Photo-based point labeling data
-- START --

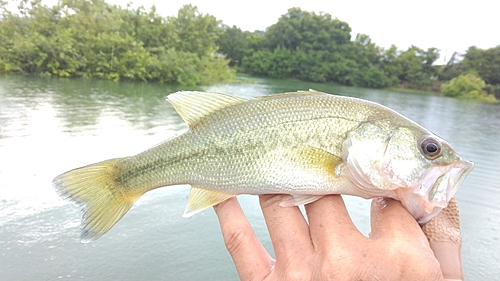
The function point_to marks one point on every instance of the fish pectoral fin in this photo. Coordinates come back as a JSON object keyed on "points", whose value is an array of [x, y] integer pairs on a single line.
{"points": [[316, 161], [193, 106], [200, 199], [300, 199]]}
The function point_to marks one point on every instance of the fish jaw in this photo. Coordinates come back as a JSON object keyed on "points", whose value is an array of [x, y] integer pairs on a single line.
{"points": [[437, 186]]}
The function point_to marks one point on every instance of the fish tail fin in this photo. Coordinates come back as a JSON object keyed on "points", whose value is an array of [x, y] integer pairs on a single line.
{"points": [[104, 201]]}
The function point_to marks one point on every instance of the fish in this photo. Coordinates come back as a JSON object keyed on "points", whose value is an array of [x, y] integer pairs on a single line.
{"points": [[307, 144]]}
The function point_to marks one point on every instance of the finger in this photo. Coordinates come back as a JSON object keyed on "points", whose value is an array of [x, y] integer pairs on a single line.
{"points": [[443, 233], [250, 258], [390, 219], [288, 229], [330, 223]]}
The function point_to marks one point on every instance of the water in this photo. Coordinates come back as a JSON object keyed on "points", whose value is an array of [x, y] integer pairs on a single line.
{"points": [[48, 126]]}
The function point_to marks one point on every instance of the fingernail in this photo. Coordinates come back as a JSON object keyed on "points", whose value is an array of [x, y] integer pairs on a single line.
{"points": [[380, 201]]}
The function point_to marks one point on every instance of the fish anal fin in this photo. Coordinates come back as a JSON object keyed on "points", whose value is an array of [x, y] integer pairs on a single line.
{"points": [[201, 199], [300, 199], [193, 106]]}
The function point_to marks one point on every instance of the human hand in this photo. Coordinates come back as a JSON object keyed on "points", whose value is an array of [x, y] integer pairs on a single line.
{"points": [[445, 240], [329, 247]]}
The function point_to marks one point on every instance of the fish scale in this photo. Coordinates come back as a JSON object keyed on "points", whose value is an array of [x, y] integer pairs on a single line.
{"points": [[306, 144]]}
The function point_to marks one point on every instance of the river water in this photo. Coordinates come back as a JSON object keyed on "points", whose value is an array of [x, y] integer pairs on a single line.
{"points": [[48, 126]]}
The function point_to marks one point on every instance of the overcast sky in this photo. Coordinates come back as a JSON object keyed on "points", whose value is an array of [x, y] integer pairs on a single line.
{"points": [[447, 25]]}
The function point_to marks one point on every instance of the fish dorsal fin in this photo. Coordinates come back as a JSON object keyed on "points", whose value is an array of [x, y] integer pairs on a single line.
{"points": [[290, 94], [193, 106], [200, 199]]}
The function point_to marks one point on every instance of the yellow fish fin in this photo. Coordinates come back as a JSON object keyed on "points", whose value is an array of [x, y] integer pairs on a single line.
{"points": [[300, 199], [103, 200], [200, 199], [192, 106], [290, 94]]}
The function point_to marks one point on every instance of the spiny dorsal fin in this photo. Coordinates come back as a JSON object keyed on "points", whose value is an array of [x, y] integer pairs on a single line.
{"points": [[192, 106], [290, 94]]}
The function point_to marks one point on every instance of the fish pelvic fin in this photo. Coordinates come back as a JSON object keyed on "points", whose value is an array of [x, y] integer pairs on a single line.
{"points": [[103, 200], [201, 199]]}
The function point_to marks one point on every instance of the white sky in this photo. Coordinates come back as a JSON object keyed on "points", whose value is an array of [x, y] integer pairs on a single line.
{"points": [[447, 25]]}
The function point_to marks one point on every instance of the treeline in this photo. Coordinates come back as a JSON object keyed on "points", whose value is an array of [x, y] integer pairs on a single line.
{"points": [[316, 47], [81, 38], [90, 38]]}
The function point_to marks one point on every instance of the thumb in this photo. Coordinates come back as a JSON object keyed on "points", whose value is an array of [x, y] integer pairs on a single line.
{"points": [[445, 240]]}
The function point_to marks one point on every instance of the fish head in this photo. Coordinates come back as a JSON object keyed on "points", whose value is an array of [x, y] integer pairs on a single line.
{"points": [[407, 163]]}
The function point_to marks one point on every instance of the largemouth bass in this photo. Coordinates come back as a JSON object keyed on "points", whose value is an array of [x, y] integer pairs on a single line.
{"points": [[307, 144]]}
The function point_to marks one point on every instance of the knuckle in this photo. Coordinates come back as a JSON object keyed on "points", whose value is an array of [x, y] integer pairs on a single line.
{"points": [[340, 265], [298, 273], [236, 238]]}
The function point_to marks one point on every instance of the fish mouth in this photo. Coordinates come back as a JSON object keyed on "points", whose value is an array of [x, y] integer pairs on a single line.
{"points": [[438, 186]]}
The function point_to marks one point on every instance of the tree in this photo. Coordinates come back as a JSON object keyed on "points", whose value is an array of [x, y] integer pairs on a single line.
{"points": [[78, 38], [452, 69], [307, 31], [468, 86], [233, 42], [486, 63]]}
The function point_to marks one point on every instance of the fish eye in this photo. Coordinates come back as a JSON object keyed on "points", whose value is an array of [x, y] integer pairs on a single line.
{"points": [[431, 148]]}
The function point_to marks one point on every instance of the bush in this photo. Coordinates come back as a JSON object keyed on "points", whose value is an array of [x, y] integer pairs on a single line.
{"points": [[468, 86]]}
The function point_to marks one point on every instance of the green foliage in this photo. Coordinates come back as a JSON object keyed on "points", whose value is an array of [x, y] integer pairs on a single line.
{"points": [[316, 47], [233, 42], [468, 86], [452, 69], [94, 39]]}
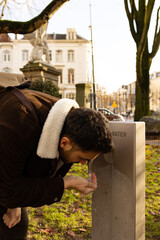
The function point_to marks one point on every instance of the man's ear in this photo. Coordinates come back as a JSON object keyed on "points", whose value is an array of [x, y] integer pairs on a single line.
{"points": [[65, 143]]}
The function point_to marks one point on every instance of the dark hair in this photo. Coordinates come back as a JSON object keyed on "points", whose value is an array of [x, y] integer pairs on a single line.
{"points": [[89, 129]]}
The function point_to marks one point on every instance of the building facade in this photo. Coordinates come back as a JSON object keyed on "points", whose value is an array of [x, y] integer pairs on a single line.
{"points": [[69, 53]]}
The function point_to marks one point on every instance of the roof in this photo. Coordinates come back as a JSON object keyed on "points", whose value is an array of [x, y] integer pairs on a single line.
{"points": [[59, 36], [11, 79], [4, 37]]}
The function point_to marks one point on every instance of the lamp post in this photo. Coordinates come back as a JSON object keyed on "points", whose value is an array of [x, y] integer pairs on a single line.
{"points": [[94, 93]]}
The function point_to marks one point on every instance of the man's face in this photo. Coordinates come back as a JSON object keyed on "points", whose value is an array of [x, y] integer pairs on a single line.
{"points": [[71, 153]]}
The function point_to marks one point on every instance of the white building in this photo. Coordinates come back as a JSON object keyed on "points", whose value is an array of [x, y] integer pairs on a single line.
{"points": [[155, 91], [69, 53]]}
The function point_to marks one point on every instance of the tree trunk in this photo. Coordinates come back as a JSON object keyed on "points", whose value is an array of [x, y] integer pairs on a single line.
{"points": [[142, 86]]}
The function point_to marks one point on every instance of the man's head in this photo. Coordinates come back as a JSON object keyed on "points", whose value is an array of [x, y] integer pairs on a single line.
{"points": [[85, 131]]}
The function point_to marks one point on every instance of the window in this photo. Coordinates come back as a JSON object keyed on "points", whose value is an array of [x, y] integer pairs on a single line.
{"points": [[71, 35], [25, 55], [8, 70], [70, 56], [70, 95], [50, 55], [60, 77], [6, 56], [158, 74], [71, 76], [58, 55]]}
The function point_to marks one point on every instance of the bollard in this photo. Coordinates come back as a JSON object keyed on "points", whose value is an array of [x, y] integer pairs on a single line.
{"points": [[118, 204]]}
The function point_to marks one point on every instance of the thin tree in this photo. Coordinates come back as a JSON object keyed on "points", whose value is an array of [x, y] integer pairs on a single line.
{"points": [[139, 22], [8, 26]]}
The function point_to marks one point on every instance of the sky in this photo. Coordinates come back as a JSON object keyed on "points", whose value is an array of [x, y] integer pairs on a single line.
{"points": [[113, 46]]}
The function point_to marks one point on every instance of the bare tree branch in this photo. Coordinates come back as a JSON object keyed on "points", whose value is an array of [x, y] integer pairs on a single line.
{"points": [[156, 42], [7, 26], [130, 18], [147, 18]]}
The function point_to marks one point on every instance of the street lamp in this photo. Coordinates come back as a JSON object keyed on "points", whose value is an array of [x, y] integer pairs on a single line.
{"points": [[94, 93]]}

-- END --
-- START --

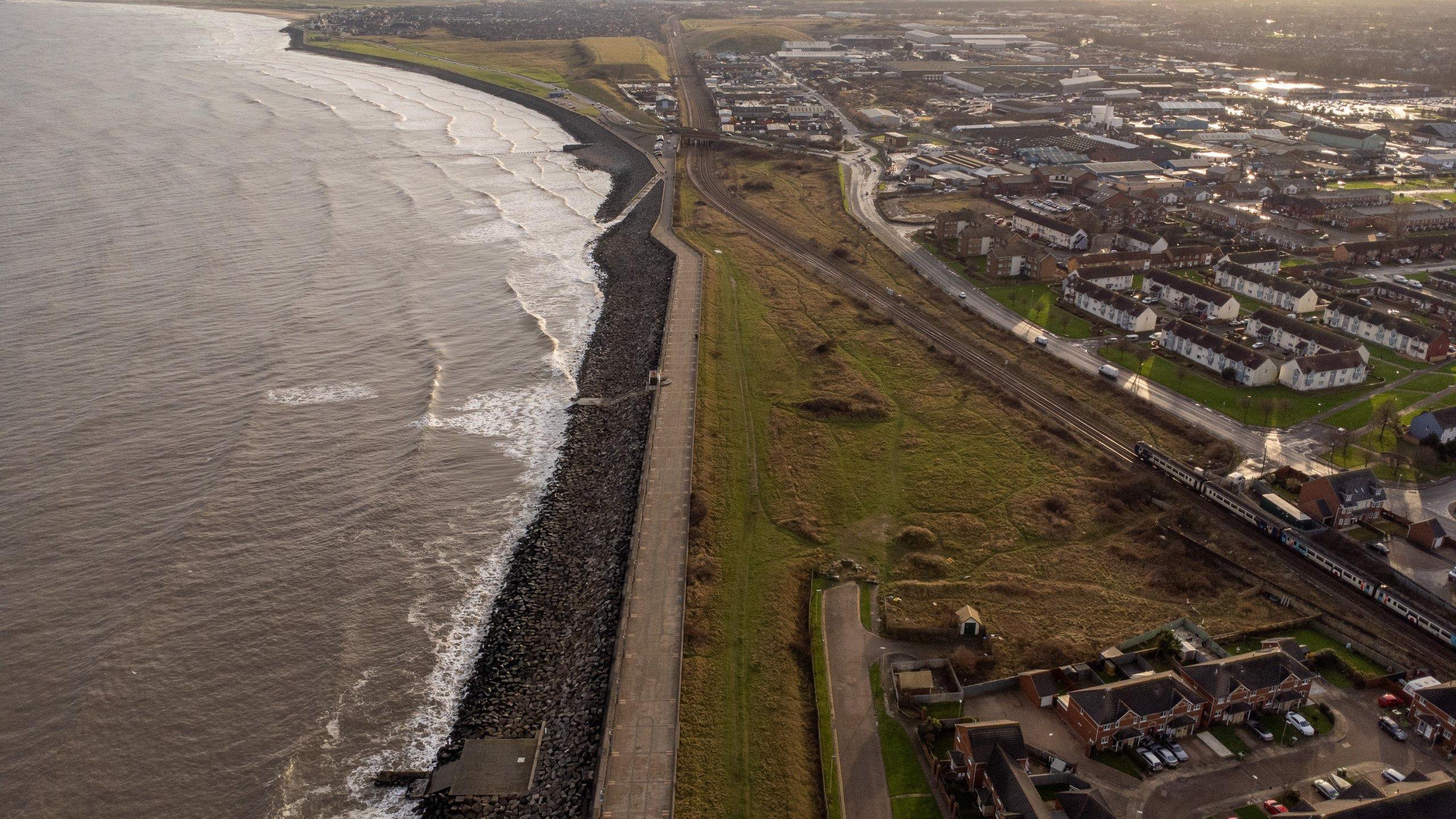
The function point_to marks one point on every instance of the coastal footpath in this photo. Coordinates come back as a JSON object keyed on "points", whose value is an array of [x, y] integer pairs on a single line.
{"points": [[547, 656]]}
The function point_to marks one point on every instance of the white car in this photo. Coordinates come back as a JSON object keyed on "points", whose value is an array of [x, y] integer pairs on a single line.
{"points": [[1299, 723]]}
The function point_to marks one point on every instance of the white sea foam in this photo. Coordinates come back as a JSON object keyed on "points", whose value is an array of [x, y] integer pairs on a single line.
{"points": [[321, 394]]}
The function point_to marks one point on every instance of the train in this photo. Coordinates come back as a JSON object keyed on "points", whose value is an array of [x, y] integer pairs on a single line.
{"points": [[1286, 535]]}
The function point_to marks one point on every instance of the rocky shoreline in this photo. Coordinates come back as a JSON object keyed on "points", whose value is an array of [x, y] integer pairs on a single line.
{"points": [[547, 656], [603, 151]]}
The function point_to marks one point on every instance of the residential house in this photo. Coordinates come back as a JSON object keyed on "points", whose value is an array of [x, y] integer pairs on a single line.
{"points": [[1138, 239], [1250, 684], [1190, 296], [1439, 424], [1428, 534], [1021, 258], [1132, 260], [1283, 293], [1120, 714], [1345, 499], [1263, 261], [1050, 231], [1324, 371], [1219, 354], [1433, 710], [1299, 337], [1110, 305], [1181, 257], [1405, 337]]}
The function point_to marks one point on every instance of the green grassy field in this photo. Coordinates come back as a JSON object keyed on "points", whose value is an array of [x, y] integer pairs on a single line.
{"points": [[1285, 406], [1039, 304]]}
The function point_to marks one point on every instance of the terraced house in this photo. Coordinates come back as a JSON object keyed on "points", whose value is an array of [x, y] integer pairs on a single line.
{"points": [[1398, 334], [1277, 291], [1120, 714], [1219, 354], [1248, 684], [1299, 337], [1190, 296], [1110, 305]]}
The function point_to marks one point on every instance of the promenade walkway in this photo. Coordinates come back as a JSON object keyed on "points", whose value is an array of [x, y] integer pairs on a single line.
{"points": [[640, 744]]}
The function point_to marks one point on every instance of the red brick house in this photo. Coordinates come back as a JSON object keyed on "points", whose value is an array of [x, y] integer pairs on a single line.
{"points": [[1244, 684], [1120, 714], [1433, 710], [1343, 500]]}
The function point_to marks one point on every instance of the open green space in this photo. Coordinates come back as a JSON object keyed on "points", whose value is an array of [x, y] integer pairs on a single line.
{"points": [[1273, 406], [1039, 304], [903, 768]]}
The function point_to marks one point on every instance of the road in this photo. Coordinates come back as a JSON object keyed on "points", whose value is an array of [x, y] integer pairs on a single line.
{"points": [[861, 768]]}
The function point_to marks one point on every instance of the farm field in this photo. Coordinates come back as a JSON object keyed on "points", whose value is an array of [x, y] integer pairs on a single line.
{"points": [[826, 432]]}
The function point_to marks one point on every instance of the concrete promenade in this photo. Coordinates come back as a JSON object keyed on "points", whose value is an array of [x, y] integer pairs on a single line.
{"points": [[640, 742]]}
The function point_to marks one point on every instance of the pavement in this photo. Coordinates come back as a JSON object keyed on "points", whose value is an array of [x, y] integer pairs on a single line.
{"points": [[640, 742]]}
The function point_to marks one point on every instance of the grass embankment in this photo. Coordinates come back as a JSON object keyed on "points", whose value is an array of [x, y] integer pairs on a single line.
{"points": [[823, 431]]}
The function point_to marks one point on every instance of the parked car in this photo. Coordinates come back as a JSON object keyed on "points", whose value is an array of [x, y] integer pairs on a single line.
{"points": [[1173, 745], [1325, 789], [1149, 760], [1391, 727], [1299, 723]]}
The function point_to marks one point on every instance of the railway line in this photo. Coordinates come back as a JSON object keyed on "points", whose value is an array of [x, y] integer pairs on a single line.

-- END --
-- START --

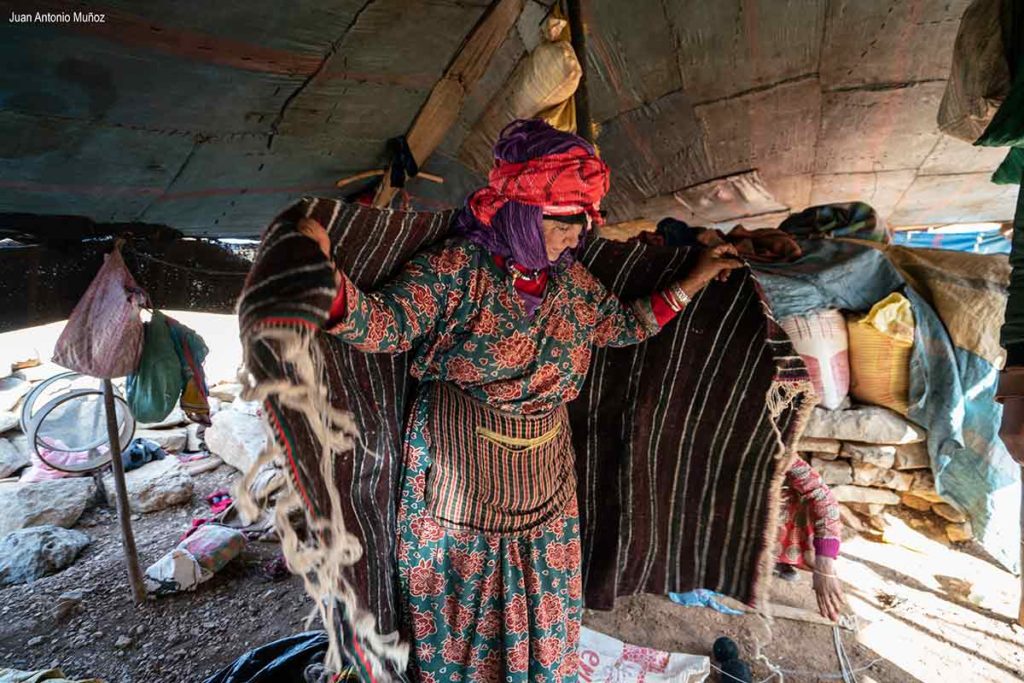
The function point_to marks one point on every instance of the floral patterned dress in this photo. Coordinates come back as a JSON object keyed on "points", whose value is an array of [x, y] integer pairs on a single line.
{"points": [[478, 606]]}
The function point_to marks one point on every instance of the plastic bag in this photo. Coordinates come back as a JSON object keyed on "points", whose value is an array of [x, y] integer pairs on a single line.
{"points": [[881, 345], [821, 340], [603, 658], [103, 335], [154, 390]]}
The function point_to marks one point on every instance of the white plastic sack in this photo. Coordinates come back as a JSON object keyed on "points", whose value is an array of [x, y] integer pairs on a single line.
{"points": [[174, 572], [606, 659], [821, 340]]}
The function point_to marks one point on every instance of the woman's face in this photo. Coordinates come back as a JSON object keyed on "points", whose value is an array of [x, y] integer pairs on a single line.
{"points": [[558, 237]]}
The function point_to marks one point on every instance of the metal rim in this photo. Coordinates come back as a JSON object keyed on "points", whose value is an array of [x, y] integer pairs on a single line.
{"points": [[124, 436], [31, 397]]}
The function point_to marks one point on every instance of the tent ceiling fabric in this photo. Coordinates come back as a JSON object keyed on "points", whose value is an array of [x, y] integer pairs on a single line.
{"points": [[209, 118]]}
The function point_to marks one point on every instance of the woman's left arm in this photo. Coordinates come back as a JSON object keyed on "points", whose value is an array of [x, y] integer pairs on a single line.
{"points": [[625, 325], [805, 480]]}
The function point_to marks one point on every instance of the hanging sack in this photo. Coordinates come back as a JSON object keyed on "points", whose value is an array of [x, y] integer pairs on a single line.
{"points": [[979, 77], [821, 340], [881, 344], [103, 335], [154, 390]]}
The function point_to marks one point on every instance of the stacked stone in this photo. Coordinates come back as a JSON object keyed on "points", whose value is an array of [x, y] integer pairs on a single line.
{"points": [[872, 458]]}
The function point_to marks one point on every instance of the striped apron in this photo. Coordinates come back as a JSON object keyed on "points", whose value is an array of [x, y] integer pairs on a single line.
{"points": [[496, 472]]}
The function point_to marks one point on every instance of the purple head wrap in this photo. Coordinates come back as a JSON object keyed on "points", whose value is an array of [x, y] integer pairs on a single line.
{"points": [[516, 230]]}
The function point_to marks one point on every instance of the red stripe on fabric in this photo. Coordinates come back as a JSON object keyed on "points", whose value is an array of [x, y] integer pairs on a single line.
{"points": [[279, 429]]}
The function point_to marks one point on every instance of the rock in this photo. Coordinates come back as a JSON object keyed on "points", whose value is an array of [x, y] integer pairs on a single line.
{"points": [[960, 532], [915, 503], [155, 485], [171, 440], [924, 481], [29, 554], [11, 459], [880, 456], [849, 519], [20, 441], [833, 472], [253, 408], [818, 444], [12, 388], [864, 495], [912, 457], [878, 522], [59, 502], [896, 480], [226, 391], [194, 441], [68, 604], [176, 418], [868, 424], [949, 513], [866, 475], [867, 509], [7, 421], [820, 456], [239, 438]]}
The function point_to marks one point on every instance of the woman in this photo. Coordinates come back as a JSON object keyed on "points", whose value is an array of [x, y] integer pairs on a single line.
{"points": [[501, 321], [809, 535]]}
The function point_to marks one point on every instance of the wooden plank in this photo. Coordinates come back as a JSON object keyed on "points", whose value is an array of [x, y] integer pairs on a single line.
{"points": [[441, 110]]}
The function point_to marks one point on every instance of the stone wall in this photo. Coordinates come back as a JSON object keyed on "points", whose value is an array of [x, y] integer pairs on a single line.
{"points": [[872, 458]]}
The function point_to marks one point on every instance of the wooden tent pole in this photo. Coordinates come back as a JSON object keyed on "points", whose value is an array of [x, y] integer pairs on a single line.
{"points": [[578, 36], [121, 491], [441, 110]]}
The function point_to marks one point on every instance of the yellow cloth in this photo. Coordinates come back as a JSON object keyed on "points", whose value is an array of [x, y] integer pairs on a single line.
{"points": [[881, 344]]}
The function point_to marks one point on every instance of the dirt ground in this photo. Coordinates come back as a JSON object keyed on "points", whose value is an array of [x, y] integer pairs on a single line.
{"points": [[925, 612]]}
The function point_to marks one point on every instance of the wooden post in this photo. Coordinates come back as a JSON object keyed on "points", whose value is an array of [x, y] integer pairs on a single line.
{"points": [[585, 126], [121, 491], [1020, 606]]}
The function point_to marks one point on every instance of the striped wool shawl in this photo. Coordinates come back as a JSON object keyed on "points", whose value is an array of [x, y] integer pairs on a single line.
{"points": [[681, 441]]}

-- END --

THE TASK =
Return every line of the entries above that holds the word "water".

RESULT =
The function point_to marks one point on every instance of the water in this photo. Coordinates come back as a JSON object keyed on "points", whose value is an array of [x, y] integer pairs on a single line.
The function point_to marks one point on every instance of the river water in this photo. Coordinates come back as a JSON object keyed on "points", whose value is an array of [x, y] integer pairs on a single line.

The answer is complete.